What next for China?
Over the next decade, will China become stronger or weaker? Its economic clout, global political influence, and expanding military power make this a critical question in every region of the world. The answer will depend on whether brute economic strength or technological prowess will prove more important for a prosperous and secure future. China’s economic outlook has become increasingly cloudy, but its status as emerging tech superpower might be more important.
China’s rise from poverty to powerhouse has created new opportunities for more people – inside China and around the world – than any economic trend in history. It has created both a Chinese and a global middle class. The foundation for this achievement is built on two advantages. First, decades ago, China could profit from the largest pool of cheap labor in human history. Second, its low wages persuaded manufacturers in wealthy countries to “offshore” their operations to China to lower production costs and increase profits.
Both of those advantages are now gone. Chinese wages rose sharply as workers expanded their skills, and poorer countries can now offer the lower wages that no longer exist in Chinese factories. What’s more, China’s one-child policy limited long-term population growth, reducing the relative supply of labor, adding more upward pressure on wages. The global economy now depends more on trade in services than a generation ago, creating less demand for factory labor, and governments and private companies, particularly in the United States, have faced political pressure to “re-shore” manufacturing jobs that were once moved to China.
For all these reasons, China’s rise may finally have reached a dead end. Economists warn that many emerging countries fall into a “middle-income trap” by losing the advantages that helped them escape poverty without gaining the tools needed to compete with wealthier countries with knowledge-based economies powered by highly trained workforces. That’s a dangerous place to be, particularly for a ruling party that demands credit for the achievements that have created continually rising public expectations while refusing blame when expansion stalls.

# DATASET CONTENT:
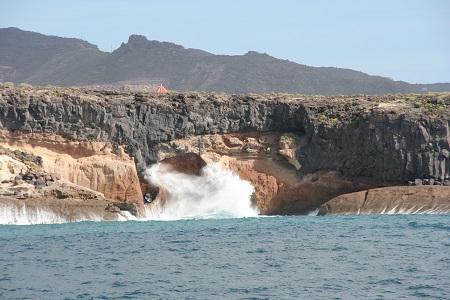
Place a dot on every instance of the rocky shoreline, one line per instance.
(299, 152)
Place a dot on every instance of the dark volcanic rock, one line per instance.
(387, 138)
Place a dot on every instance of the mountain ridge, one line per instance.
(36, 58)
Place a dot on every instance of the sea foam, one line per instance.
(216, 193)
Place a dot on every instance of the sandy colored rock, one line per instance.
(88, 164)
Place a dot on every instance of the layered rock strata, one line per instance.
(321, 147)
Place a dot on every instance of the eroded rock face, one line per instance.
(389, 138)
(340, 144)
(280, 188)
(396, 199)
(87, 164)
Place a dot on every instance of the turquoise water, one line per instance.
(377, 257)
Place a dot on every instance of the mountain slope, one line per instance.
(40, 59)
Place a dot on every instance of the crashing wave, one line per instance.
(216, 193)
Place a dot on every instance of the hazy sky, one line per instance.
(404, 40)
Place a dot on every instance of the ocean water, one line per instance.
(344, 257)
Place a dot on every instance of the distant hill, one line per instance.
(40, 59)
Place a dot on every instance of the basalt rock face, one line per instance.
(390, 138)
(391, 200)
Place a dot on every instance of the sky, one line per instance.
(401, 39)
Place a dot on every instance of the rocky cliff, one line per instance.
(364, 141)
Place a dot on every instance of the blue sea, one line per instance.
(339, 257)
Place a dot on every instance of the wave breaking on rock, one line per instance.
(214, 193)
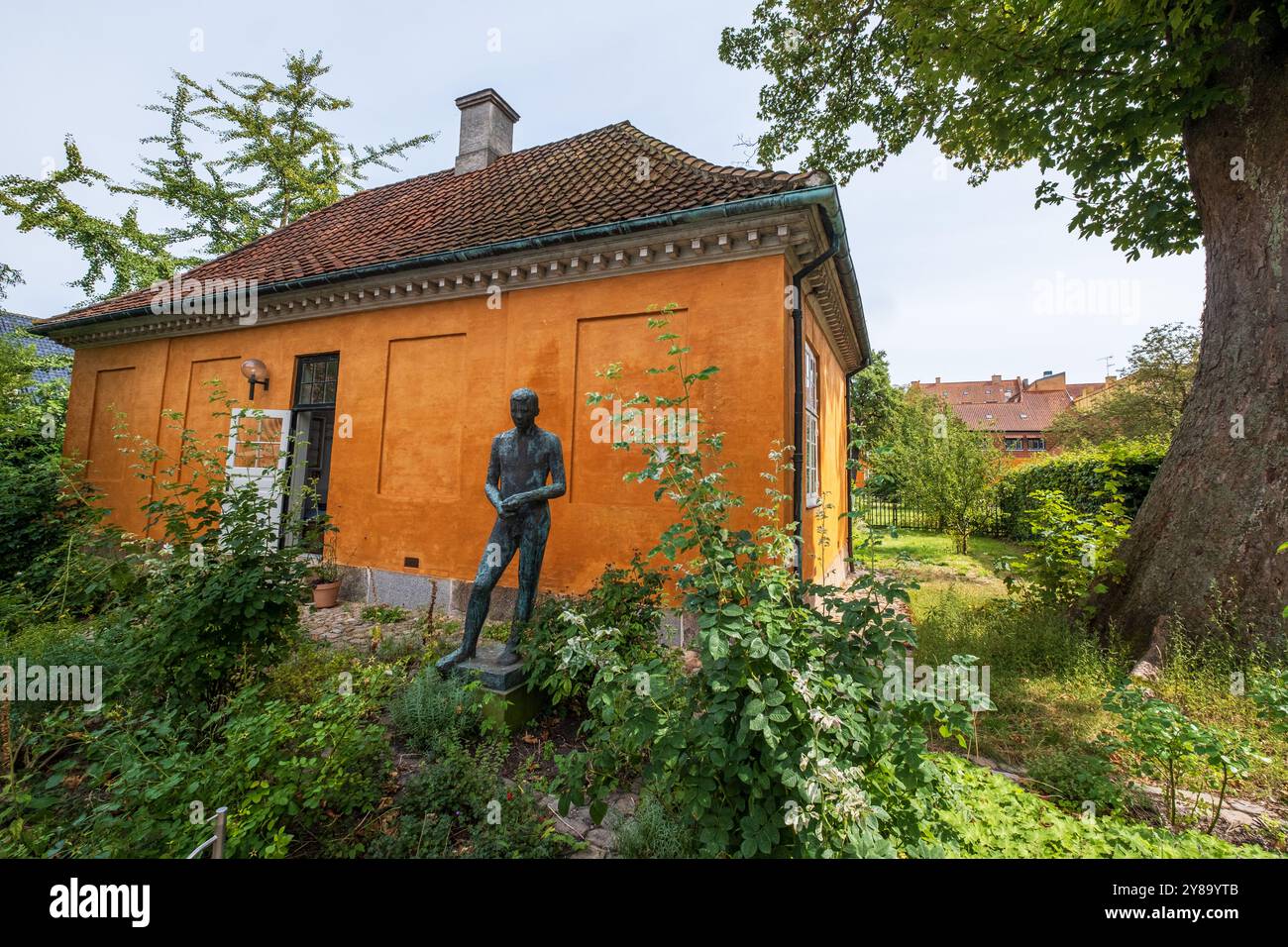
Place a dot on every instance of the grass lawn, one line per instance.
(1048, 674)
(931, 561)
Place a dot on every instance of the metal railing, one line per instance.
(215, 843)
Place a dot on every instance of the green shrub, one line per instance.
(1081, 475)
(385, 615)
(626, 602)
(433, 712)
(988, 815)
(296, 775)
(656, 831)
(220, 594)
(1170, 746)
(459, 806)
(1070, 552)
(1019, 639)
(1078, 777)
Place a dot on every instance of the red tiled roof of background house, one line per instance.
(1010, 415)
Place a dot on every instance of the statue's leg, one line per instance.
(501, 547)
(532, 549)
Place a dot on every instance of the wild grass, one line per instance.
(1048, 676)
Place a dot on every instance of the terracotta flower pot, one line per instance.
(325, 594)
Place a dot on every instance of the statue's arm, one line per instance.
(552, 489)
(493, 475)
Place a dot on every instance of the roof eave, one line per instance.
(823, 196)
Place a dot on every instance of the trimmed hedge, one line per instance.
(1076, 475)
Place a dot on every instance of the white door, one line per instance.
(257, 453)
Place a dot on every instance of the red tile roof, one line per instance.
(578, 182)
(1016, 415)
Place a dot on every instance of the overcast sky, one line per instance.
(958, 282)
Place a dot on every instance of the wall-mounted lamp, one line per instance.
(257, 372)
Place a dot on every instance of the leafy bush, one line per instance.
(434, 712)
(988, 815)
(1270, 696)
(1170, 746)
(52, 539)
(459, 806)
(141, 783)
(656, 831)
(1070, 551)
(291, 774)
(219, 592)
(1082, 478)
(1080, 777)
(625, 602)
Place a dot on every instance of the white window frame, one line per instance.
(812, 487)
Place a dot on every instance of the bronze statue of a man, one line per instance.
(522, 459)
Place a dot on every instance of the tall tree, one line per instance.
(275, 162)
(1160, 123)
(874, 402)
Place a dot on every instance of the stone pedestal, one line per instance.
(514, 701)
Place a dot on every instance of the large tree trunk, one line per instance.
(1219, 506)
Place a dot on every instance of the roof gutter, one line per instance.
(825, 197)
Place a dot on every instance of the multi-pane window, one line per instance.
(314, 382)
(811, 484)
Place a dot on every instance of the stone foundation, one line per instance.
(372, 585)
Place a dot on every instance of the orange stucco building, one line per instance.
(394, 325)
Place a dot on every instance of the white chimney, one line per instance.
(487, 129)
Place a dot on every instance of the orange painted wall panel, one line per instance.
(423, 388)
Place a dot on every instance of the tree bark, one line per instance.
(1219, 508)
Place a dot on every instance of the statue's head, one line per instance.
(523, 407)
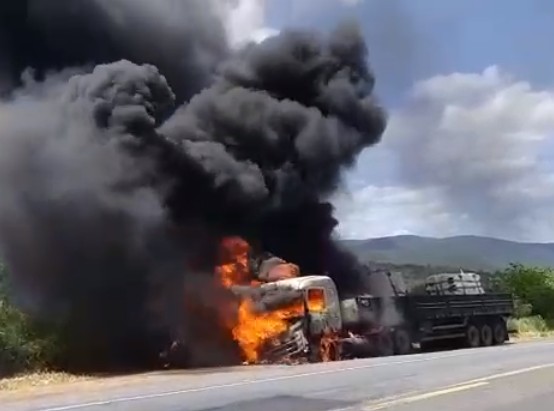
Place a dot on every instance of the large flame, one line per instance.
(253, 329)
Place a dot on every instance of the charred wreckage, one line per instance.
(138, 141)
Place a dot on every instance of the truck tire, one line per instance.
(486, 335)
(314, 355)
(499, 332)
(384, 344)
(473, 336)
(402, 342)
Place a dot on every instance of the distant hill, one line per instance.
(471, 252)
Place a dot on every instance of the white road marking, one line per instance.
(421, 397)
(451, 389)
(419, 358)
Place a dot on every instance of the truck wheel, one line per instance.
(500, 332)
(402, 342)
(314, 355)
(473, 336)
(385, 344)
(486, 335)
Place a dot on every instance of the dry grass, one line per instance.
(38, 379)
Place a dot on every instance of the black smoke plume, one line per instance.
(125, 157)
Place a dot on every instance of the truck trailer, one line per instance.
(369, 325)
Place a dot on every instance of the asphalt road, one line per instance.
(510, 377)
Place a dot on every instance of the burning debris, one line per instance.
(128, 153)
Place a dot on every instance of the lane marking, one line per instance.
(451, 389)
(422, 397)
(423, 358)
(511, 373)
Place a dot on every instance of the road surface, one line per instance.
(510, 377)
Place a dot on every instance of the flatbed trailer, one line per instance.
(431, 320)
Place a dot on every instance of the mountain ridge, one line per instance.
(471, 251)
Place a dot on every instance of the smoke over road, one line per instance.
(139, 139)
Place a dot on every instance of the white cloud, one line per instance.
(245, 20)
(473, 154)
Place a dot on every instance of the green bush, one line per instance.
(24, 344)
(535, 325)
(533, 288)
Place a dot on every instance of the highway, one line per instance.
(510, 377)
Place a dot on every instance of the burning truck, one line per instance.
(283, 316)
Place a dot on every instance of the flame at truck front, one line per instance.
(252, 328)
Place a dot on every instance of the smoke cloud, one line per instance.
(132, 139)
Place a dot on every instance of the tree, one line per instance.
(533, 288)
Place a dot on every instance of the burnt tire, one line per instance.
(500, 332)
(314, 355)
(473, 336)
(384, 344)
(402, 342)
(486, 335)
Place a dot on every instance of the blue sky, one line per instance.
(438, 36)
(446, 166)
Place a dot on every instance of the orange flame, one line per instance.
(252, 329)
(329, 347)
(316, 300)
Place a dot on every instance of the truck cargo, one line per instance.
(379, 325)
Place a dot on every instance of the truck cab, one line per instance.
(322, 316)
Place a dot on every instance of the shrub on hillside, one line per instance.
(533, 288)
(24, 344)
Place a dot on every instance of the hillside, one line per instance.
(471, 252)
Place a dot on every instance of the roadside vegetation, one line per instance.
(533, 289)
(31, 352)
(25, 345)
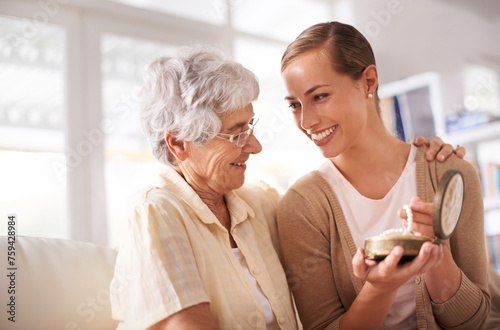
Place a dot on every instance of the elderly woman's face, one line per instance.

---

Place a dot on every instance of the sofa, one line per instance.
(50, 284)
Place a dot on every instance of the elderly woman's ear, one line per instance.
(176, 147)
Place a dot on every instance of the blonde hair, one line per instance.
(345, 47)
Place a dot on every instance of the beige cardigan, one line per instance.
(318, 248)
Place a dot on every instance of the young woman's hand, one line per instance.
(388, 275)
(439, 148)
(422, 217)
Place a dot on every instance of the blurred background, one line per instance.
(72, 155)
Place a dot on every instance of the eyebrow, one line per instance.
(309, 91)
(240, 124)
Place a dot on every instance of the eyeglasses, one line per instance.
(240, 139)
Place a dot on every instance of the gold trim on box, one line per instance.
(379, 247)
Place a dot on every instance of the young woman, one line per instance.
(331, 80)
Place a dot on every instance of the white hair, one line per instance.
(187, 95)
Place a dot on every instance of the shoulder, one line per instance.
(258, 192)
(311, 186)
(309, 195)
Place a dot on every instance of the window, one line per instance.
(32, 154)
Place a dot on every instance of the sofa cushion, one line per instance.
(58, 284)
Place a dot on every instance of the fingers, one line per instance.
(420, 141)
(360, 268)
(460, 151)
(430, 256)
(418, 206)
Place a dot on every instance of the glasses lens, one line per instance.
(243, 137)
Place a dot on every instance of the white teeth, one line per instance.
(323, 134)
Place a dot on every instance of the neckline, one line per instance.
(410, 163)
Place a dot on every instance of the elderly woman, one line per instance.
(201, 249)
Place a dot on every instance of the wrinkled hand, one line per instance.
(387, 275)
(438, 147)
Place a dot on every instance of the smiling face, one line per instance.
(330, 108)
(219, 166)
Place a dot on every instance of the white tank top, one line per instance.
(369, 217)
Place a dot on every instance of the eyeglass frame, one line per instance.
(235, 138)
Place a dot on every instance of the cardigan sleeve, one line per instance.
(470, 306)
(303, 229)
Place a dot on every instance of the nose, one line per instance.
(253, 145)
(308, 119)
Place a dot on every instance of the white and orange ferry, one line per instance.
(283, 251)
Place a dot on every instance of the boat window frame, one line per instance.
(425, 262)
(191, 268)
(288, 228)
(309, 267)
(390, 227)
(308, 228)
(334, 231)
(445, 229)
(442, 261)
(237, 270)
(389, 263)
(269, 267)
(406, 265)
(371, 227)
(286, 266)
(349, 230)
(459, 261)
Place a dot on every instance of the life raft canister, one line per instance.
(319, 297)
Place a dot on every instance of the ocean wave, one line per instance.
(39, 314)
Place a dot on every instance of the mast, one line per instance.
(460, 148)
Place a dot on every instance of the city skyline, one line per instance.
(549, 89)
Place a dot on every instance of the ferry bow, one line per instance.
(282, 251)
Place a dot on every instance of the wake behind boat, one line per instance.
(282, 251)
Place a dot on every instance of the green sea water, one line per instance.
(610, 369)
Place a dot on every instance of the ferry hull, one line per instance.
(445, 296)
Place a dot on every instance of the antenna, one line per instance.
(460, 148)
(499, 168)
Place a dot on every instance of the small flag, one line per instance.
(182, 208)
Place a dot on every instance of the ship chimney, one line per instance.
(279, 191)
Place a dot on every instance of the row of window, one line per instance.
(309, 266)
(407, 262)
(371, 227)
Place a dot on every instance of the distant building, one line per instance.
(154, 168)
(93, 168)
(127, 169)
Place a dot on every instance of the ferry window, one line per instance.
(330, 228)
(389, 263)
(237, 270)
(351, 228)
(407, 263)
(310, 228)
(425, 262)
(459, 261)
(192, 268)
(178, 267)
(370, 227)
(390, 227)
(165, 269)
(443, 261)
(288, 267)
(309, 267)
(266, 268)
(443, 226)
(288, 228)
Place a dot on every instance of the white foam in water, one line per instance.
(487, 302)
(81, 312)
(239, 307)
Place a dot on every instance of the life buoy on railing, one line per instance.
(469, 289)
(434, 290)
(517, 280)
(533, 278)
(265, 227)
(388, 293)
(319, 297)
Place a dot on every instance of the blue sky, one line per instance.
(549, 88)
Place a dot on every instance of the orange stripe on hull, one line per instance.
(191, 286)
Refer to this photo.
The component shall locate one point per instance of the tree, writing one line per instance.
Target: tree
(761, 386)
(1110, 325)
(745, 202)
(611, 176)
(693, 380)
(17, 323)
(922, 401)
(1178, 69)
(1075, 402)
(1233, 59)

# TASK TO CARRY OUT:
Using the text on China's outlook, explain why wages in Chinese factories rose. Answer in one to three sentences. The entries come from a different source than the text.

# WRITTEN RESPONSE:
Chinese wages rose sharply as workers expanded their skills. In addition, China's one-child policy limited long-term population growth, which reduced the relative supply of labor and added more upward pressure on wages.